BEGIN SOURCE DATA

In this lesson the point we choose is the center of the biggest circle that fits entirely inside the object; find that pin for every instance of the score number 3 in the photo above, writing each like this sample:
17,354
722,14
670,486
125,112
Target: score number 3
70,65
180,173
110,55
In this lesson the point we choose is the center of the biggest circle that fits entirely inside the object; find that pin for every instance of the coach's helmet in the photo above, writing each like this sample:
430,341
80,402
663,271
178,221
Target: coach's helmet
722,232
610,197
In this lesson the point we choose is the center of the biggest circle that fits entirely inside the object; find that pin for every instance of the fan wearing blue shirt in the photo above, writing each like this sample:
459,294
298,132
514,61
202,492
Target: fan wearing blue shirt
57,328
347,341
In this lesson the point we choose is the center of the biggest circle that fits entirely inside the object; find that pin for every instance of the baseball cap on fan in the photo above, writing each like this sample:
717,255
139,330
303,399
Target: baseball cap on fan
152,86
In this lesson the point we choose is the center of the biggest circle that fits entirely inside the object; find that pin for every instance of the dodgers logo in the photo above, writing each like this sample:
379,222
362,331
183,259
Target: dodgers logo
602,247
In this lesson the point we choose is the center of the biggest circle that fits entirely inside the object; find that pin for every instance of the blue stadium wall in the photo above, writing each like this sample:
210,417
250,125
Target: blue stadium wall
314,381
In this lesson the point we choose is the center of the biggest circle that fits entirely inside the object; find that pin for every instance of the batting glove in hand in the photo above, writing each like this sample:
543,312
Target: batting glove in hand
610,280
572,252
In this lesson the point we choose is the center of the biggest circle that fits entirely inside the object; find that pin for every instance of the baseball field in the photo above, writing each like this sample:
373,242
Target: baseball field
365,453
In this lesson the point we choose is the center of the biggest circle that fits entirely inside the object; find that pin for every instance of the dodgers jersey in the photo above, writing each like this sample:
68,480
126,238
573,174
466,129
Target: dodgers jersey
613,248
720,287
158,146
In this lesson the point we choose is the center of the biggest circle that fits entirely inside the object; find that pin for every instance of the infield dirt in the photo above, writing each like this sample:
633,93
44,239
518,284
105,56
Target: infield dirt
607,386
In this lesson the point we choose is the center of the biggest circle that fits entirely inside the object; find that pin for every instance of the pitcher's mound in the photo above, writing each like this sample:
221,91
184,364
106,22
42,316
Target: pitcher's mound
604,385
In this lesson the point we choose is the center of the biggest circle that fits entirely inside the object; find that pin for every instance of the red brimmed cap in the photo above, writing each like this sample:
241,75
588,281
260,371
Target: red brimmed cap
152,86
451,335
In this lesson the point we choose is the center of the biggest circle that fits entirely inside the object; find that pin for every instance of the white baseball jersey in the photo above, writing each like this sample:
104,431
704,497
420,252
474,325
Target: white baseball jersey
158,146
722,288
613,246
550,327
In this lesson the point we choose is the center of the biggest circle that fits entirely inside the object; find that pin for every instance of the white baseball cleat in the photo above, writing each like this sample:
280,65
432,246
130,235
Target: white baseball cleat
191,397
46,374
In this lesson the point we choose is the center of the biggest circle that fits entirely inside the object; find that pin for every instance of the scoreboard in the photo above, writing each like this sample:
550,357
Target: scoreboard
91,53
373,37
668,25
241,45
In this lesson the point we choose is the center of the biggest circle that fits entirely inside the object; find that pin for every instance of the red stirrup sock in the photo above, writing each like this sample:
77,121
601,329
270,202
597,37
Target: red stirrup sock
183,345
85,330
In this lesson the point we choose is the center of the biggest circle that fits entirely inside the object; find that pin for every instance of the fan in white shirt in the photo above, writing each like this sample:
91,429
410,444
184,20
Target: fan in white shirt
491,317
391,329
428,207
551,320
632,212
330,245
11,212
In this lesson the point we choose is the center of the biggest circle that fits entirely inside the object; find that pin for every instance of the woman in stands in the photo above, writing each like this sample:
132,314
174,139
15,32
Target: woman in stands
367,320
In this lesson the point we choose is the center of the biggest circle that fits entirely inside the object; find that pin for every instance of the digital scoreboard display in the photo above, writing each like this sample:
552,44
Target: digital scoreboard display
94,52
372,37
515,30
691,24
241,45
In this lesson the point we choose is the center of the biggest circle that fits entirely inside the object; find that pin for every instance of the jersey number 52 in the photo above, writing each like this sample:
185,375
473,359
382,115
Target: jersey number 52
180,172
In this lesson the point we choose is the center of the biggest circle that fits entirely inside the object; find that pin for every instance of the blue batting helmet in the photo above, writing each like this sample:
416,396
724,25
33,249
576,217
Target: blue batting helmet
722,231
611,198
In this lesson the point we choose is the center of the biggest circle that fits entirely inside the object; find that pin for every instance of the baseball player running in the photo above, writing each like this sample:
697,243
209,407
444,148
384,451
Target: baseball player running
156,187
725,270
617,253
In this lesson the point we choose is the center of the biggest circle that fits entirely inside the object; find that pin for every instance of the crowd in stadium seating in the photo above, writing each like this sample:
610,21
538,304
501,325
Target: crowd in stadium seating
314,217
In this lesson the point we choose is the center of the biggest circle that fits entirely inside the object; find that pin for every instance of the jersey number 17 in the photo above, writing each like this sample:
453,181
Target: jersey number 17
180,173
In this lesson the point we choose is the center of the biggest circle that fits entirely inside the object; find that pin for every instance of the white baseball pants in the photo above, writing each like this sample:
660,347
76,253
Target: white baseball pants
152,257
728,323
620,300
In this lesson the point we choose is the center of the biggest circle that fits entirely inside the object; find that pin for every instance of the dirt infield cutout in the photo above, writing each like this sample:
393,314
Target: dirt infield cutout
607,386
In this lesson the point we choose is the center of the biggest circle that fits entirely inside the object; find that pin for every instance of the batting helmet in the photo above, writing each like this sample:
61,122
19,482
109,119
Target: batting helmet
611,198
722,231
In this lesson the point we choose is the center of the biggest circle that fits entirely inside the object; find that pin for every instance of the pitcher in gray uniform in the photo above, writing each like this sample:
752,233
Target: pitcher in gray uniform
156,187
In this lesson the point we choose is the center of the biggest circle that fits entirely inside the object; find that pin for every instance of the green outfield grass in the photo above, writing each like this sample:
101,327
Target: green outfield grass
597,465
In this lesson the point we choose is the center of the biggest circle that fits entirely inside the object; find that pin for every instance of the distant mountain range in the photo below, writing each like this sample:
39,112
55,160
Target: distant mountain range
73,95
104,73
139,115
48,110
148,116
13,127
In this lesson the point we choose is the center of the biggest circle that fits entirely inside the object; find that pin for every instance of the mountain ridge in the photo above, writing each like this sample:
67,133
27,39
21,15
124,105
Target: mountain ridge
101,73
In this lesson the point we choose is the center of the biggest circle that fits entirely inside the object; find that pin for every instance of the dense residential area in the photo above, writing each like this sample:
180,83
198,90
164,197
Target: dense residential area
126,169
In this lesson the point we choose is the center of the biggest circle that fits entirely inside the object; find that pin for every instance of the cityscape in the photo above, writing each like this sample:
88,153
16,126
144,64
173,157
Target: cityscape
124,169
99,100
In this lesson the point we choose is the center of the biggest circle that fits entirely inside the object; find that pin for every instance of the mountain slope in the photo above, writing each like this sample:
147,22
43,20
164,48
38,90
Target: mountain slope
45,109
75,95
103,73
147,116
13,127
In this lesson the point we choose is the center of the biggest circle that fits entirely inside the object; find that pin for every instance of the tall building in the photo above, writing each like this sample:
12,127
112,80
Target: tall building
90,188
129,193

END SOURCE DATA
BEGIN SOURCE DATA

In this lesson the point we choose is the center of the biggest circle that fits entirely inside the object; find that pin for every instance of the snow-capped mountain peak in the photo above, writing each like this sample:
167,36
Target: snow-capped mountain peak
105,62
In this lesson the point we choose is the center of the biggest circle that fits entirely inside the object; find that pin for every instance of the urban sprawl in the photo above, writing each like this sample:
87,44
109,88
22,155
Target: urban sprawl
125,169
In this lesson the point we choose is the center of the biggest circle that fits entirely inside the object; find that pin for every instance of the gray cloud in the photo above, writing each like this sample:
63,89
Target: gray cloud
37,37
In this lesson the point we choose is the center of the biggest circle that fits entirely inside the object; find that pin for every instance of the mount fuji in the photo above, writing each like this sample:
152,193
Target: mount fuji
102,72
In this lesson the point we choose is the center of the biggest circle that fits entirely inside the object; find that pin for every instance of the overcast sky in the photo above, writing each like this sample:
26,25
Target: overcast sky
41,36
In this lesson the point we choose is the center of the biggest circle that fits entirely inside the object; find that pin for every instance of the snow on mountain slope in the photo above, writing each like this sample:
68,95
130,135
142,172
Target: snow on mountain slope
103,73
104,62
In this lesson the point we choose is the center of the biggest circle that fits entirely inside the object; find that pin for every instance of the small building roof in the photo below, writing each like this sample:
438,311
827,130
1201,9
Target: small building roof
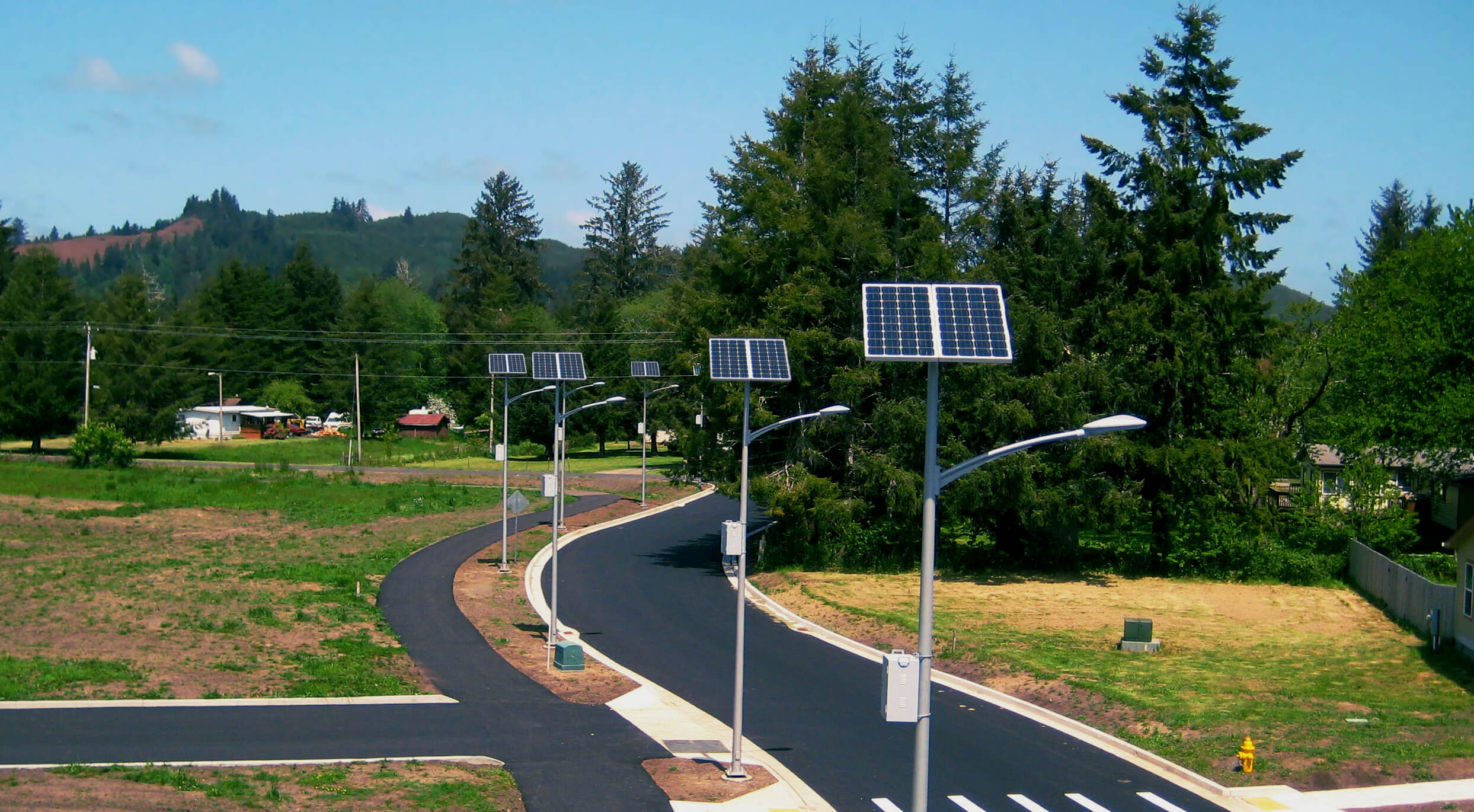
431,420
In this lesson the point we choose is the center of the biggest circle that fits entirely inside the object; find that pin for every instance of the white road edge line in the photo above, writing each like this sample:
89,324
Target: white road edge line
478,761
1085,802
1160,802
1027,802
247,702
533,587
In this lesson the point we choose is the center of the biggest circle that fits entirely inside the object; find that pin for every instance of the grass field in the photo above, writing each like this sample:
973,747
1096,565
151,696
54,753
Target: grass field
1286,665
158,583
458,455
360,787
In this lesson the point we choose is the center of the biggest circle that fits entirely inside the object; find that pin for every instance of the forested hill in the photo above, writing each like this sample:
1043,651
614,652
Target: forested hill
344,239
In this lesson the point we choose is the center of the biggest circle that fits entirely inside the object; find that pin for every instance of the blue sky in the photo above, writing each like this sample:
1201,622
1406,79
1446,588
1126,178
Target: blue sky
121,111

END SOURCE DATA
BEGIN SOURCE DATA

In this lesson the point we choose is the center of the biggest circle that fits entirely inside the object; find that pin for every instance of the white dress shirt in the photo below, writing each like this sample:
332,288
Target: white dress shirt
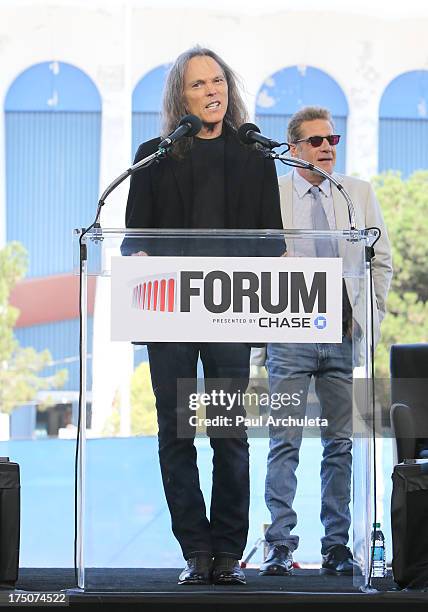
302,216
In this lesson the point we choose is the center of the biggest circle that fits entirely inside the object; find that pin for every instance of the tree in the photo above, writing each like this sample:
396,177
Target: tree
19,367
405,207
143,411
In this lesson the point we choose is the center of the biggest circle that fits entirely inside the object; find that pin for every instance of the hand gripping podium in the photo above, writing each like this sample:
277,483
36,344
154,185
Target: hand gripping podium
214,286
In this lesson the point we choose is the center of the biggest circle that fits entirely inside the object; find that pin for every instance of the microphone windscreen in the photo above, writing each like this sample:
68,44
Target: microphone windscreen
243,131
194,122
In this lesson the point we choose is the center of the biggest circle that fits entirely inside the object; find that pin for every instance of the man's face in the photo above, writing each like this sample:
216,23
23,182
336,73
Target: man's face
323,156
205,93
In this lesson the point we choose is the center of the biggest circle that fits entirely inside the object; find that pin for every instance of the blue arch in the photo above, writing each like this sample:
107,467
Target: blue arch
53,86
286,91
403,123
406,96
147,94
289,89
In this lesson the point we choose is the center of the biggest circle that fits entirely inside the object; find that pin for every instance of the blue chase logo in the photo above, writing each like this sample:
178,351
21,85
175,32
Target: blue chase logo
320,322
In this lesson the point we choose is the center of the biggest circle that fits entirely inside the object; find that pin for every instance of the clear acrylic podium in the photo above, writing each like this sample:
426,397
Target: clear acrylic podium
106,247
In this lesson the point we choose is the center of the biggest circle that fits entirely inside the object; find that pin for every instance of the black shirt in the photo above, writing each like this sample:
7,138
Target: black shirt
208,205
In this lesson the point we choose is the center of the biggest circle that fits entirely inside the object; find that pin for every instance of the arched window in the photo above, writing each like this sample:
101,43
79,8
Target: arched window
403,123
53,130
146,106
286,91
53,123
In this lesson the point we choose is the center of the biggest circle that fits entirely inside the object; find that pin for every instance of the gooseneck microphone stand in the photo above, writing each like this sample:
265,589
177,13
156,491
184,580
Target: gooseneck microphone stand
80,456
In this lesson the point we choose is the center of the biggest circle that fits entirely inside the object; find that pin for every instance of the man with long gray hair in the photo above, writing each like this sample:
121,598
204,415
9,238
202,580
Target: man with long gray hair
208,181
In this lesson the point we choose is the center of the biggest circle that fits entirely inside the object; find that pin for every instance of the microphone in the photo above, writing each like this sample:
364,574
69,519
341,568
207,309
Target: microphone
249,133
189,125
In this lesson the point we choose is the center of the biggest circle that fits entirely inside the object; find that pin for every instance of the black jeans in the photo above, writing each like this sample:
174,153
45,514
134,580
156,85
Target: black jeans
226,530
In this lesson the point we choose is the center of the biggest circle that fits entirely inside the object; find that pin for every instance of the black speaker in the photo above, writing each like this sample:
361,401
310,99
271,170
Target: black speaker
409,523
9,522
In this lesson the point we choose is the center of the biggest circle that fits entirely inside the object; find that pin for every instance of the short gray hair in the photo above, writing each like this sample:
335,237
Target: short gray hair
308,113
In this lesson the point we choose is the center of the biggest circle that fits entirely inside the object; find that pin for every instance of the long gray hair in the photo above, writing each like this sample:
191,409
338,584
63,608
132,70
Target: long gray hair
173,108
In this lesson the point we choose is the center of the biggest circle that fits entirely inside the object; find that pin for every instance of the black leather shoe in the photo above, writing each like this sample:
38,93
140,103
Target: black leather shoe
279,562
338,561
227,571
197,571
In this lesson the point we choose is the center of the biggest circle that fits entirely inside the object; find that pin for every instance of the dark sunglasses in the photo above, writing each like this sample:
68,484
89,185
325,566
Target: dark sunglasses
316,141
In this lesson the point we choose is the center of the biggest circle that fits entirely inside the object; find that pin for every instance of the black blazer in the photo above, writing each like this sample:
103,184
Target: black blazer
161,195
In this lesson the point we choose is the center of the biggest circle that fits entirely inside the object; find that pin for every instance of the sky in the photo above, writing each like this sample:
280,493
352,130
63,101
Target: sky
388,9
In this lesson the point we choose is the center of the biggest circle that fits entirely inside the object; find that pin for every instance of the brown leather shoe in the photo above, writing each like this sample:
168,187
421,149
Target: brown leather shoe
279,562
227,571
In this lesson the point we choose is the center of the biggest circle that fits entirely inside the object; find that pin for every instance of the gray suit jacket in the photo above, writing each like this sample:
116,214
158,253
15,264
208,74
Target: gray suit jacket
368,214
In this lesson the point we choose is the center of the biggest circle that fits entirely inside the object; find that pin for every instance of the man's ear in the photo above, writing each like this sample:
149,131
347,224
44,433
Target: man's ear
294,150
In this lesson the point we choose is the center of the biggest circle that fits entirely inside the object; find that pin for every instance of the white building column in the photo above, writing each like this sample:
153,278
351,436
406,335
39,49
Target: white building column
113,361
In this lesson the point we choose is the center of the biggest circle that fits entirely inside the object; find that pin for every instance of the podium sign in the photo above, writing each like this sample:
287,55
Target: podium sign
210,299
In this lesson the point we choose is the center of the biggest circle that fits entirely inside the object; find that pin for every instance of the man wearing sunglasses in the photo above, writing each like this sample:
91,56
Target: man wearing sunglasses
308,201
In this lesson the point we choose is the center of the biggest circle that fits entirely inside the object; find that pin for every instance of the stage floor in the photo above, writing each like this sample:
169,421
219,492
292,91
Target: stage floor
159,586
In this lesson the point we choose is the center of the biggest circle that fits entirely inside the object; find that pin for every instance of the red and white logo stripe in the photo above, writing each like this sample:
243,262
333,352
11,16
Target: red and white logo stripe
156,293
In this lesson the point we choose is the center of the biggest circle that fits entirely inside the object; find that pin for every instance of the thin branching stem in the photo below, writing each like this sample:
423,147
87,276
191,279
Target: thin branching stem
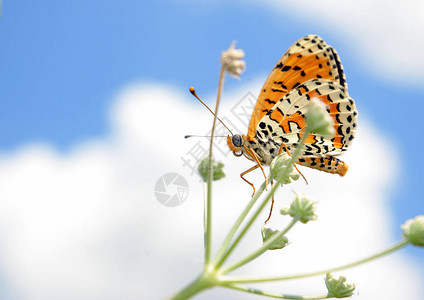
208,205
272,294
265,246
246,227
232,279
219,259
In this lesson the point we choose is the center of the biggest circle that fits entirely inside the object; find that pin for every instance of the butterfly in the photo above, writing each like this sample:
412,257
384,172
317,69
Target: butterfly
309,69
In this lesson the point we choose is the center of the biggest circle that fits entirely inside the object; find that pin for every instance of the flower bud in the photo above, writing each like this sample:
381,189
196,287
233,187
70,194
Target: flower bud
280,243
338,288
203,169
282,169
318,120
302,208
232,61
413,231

END SOURCE DATA

WHAT IS NEEDED. Extract every line of the records above that contains the string "infield".

ANSWER BELOW.
In this lesson the point we choose is the center of the biggest circle that fits entirely inside the object; find that pin for every instance of the infield dirt in the photo above, writing each like this sample:
Target: infield dirt
In this lesson the point we choose is the center of the biggest circle that fits entirely inside the object; find that pin for every instance of the dirt infield cutout in the photo above, writing each like this sample:
Target: dirt infield cutout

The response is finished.